__KUTIPAN PILIHAN__

Candi Plaosan pernah beberapa kali runtuh karena bencana. Yang terberat adalah gempa bumi pada abad ke-10. Karena batu-batunya tidak lengkap, maka pemugaran pasca kemerdekaan sulit sekali dilakukan pada candi itu.
Ironisnya, saat pemugaran berikutnya belum rampung, pada 2006 lalu terjadi gempa bumi cukup dahsyat. Candi Plaosan kembali berantakan. Stupa utama runtuh dan mengalami pergeseran posisi. Begitu pula bagian atap. Bahkan banyak batu pecah, retak, dan mengelupas.
Tangan-tangan jahil manusia ikut memperparah kondisi candi. Akhir November 2009 lalu Candi Plaosan, untuk kesekian kalinya, kembali kecurian. Kali ini dua buah kepala arca Dhyani Buddha dan Boddhisatwa dipenggal orang-orang tak bertanggung jawab.

__TUGAS__
- A) Salin kembali bagian kutipan tentang Candi Plaosan yang diawali "Candi Plaosan pernah" dan berhenti setelah "retak, dan mengelupas.", lalu tukar "gempa bumi" dengan "lindu".
- B) Ringkas paragraf dalam kutipan tentang Candi Plaosan yang diawali "Tangan-tangan jahil manusia" tanpa menghilangkan fakta utamanya.
Baris-baris di bawah ini diambil dari sumber yang berbeda.

__DATA YANG DIBERIKAN__
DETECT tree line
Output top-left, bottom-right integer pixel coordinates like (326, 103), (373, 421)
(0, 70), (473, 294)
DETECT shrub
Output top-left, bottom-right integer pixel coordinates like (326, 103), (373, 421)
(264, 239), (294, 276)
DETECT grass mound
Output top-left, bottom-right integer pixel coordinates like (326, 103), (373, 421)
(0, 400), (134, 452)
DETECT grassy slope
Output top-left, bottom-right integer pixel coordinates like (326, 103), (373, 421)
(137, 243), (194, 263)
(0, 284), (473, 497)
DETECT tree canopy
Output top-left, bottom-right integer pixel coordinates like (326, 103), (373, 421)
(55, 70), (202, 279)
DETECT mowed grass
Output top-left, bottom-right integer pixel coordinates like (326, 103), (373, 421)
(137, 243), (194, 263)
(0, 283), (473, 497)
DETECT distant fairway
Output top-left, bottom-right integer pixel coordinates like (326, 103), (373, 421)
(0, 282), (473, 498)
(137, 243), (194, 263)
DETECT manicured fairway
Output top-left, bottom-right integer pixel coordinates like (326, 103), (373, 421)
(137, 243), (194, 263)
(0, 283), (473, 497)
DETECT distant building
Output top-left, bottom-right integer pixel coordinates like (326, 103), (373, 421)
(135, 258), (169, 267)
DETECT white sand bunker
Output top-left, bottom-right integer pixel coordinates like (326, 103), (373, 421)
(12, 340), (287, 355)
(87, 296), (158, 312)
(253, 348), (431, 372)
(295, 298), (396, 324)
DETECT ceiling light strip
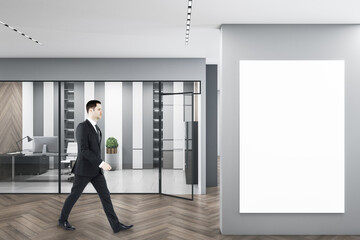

__JAWABAN PER TUGAS__
- A)
Candi Plaosan pernah beberapa kali runtuh karena bencana. Yang terberat adalah lindu pada abad ke-10. Karena batu-batunya tidak lengkap, maka pemugaran pasca kemerdekaan sulit sekali dilakukan pada candi itu.
Ironisnya, saat pemugaran berikutnya belum rampung, pada 2006 lalu terjadi lindu cukup dahsyat. Candi Plaosan kembali berantakan. Stupa utama runtuh dan mengalami pergeseran posisi. Begitu pula bagian atap. Bahkan banyak batu pecah, retak, dan mengelupas.

- B) Ulah manusia ikut memperburuk kondisi Candi Plaosan. Pada akhir November 2009, candi ini kembali kecurian. Kali ini kepala dua arca Dhyani Buddha dan Boddhisatwa dipenggal.